Task goal: Please reproduce the records below, swapping each "Target" for "Label" and changing nothing else.

Input records:
★ ★ ★ ★

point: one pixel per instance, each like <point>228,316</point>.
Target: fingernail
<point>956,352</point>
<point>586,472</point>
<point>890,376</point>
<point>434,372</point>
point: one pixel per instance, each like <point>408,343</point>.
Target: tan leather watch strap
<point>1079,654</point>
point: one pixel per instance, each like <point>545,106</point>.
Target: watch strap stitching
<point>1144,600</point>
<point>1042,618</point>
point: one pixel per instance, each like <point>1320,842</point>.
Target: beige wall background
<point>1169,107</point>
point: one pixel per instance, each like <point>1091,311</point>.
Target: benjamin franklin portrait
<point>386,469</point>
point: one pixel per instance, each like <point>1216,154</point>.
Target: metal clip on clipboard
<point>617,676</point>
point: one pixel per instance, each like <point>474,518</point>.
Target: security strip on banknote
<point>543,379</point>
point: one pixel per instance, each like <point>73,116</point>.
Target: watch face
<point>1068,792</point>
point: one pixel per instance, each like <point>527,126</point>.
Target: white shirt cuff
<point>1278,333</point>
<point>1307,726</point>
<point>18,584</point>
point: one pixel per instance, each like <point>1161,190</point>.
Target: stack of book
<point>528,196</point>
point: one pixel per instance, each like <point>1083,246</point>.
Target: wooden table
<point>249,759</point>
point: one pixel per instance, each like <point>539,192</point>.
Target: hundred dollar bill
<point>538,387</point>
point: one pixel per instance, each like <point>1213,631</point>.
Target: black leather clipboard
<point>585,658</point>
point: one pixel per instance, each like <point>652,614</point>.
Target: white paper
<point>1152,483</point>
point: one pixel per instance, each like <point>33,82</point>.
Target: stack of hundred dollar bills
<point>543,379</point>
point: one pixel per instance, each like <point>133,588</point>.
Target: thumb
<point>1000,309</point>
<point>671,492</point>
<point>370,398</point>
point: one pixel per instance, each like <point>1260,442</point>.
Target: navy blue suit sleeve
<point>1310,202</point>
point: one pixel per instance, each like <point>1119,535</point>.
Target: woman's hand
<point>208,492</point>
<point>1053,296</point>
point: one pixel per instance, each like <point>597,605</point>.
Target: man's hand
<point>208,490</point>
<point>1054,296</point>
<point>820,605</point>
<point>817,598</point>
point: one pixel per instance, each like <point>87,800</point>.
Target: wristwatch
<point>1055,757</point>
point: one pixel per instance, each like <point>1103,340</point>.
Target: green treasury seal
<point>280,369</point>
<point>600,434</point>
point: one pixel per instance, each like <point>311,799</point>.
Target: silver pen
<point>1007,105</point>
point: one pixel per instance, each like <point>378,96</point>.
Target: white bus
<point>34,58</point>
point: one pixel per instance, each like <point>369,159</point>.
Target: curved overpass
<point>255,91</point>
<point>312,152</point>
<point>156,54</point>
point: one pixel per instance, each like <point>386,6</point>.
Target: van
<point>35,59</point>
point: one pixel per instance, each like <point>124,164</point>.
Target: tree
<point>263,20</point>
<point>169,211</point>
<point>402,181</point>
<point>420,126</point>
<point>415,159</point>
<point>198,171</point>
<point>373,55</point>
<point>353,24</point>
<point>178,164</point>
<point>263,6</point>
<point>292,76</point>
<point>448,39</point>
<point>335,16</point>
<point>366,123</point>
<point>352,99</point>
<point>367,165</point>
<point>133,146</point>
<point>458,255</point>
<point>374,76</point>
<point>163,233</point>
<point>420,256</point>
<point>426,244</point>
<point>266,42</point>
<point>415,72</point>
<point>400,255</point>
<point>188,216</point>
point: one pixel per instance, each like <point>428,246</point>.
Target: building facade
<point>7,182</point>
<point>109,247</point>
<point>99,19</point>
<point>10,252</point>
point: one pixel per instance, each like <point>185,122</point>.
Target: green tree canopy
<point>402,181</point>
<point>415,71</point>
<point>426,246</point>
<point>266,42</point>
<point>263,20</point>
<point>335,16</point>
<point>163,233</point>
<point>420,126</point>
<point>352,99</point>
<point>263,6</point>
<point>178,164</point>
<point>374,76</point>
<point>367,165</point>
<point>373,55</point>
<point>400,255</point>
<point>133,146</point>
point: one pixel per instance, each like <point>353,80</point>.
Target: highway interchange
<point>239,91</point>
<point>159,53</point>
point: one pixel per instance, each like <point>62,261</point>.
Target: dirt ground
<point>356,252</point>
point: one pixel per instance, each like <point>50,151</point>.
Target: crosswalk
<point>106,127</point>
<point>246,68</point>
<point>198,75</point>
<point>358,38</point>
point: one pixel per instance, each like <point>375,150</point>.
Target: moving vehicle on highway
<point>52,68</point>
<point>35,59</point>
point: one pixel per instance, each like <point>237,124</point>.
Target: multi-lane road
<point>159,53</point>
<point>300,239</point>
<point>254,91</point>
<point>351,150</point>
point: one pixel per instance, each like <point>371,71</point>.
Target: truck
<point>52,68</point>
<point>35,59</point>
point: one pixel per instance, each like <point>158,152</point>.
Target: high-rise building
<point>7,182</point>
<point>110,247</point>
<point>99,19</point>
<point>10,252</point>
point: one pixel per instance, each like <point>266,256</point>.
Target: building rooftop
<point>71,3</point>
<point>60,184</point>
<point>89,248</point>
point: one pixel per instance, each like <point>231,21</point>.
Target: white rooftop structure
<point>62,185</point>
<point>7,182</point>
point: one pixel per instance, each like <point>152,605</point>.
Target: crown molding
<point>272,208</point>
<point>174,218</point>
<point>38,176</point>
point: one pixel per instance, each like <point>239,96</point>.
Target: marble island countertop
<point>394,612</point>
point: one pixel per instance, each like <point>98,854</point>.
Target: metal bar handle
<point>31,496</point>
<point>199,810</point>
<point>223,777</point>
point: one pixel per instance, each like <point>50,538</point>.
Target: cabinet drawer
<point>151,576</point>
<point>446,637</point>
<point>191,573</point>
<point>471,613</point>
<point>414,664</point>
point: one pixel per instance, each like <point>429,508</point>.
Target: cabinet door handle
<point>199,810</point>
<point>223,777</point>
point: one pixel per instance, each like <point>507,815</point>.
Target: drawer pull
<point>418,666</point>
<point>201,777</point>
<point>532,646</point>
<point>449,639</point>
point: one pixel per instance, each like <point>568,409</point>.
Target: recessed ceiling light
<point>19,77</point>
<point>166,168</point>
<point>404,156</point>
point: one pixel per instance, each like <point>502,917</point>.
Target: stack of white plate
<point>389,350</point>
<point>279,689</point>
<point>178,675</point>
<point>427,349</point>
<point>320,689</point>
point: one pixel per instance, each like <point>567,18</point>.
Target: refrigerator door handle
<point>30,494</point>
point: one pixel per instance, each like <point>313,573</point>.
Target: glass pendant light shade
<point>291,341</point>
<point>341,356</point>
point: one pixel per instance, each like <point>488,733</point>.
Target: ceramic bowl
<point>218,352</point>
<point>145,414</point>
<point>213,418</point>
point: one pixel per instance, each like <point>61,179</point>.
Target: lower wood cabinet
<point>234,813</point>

★ ★ ★ ★

Answer to this task:
point: one pixel per instance, each like <point>228,316</point>.
Label: fingernail
<point>956,352</point>
<point>586,472</point>
<point>890,376</point>
<point>434,372</point>
point: one pixel per instance, each like <point>408,343</point>.
Label: tan leather watch strap
<point>1079,654</point>
point: one pixel per instance, each like <point>545,106</point>.
Label: watch strap stitching
<point>1144,600</point>
<point>1042,618</point>
point: one pixel per instance, each like <point>1320,842</point>.
Label: beige wall background
<point>1169,107</point>
point: one pixel per instance, each like <point>1091,311</point>.
Label: benjamin franklin portrait
<point>386,469</point>
point: one pixel per instance, each like <point>1216,154</point>.
Label: metal clip on clipboard
<point>617,676</point>
point: one pixel per instance, each like <point>474,518</point>.
Label: security strip on banknote
<point>543,379</point>
point: one pixel per instance, each like <point>73,116</point>.
Label: watch face
<point>1068,792</point>
point: one pixel per instance, each like <point>527,126</point>.
Label: white shirt cuff
<point>1278,333</point>
<point>1307,726</point>
<point>18,584</point>
point: one pixel per instance, each like <point>1161,190</point>.
Label: stack of book
<point>528,196</point>
point: one pixel per instance, each like <point>1083,246</point>.
Label: wooden table
<point>249,759</point>
point: one pixel per instance, each like <point>539,192</point>.
Label: hundred dollar bill
<point>538,387</point>
point: one pixel per instance, each like <point>1213,631</point>.
Label: black leather clipboard
<point>585,658</point>
point: one pixel per instance, each like <point>652,614</point>.
Label: white paper
<point>1152,483</point>
point: one pixel per instance, each like <point>33,82</point>.
Label: stack of hundred dollar bills
<point>543,379</point>
point: one pixel per instance, each like <point>133,588</point>.
Label: thumb
<point>1000,309</point>
<point>671,492</point>
<point>370,398</point>
point: one pixel per instance, each like <point>1260,442</point>.
Label: navy blue suit sleeve
<point>1310,202</point>
point: one pixel per instance, each like <point>1119,535</point>.
Label: woman's hand
<point>208,492</point>
<point>1053,296</point>
point: one pixel per instance, each like <point>597,605</point>.
Label: man's hand
<point>208,490</point>
<point>1054,296</point>
<point>820,605</point>
<point>817,598</point>
point: one pixel per instance, each like <point>87,800</point>.
Label: wristwatch
<point>1055,757</point>
point: one pixel per instance, each like <point>1103,340</point>.
Label: green treasury seal
<point>280,369</point>
<point>600,434</point>
point: one pixel per instance, each like <point>311,799</point>.
Label: silver pen
<point>1007,105</point>
point: one pixel per instance, each like <point>378,96</point>.
Label: white bus
<point>34,58</point>
point: one pixel per instance, each like <point>369,159</point>.
Label: curved overpass
<point>255,91</point>
<point>312,152</point>
<point>156,54</point>
point: one pixel per instance, each like <point>386,6</point>.
Label: van
<point>35,59</point>
point: one pixel per instance, each like <point>124,164</point>.
Label: tree
<point>263,20</point>
<point>169,211</point>
<point>402,181</point>
<point>420,126</point>
<point>415,159</point>
<point>198,171</point>
<point>373,55</point>
<point>353,24</point>
<point>178,164</point>
<point>263,6</point>
<point>292,76</point>
<point>448,39</point>
<point>335,16</point>
<point>366,123</point>
<point>352,99</point>
<point>367,165</point>
<point>133,146</point>
<point>458,255</point>
<point>374,76</point>
<point>163,233</point>
<point>420,256</point>
<point>426,244</point>
<point>266,42</point>
<point>415,72</point>
<point>400,255</point>
<point>188,216</point>
point: one pixel per instance, each like <point>428,246</point>.
Label: building facade
<point>7,182</point>
<point>109,247</point>
<point>99,19</point>
<point>10,252</point>
point: one pixel per instance, each like <point>185,122</point>.
Label: green tree canopy
<point>402,181</point>
<point>415,71</point>
<point>426,246</point>
<point>266,42</point>
<point>263,20</point>
<point>335,16</point>
<point>163,233</point>
<point>420,126</point>
<point>352,99</point>
<point>263,6</point>
<point>178,164</point>
<point>374,76</point>
<point>367,165</point>
<point>373,55</point>
<point>400,255</point>
<point>133,146</point>
point: one pixel per instance, each like <point>353,80</point>.
Label: highway interchange
<point>239,91</point>
<point>159,53</point>
point: one pixel per instance, each like <point>62,261</point>.
Label: dirt ground
<point>356,252</point>
point: one pixel per instance, each like <point>50,151</point>.
Label: crosswalk
<point>106,127</point>
<point>246,68</point>
<point>198,75</point>
<point>358,38</point>
point: one pixel per instance, each like <point>375,150</point>.
Label: moving vehicle on highway
<point>52,68</point>
<point>35,59</point>
point: one pixel per instance, each like <point>237,124</point>.
Label: multi-lane road
<point>159,53</point>
<point>300,239</point>
<point>254,91</point>
<point>351,150</point>
point: one pixel per instance, each like <point>371,71</point>.
Label: truck
<point>52,68</point>
<point>35,59</point>
point: one pixel per instance, each like <point>158,152</point>.
Label: high-rise building
<point>7,182</point>
<point>110,247</point>
<point>99,19</point>
<point>10,252</point>
point: one pixel per instance, each like <point>266,256</point>.
Label: building rooftop
<point>71,3</point>
<point>60,184</point>
<point>89,248</point>
point: one pixel per instance, each like <point>231,21</point>.
Label: white rooftop structure
<point>62,185</point>
<point>7,182</point>
point: one pixel per instance, each like <point>152,605</point>.
Label: crown molding
<point>272,208</point>
<point>174,218</point>
<point>38,176</point>
point: one pixel per instance, each like <point>239,96</point>.
Label: marble island countertop
<point>394,612</point>
point: one pixel per instance, each like <point>98,854</point>.
Label: metal bar handle
<point>31,496</point>
<point>199,810</point>
<point>223,777</point>
point: one pixel per instance, each like <point>50,538</point>.
Label: cabinet drawer
<point>151,576</point>
<point>446,637</point>
<point>191,573</point>
<point>471,613</point>
<point>414,664</point>
point: one pixel per instance, each like <point>429,508</point>.
Label: cabinet door handle
<point>199,810</point>
<point>223,777</point>
point: one pixel per instance, each like <point>507,815</point>.
Label: drawer pull
<point>418,666</point>
<point>201,777</point>
<point>532,646</point>
<point>449,639</point>
point: one pixel per instance, each like <point>568,409</point>.
Label: recessed ceiling light
<point>19,77</point>
<point>166,168</point>
<point>404,156</point>
point: one pixel per instance, each like <point>502,917</point>.
Label: stack of white plate
<point>389,350</point>
<point>279,689</point>
<point>178,675</point>
<point>427,349</point>
<point>320,689</point>
point: one pixel per instance, each like <point>567,18</point>.
Label: refrigerator door handle
<point>30,494</point>
point: one pixel per instance, each like <point>313,573</point>.
Label: glass pendant light shade
<point>291,341</point>
<point>341,356</point>
point: one pixel per instance, each like <point>488,733</point>.
Label: ceramic bowl
<point>218,352</point>
<point>145,414</point>
<point>213,418</point>
point: one pixel per instance, each like <point>61,179</point>.
Label: lower wood cabinet
<point>234,813</point>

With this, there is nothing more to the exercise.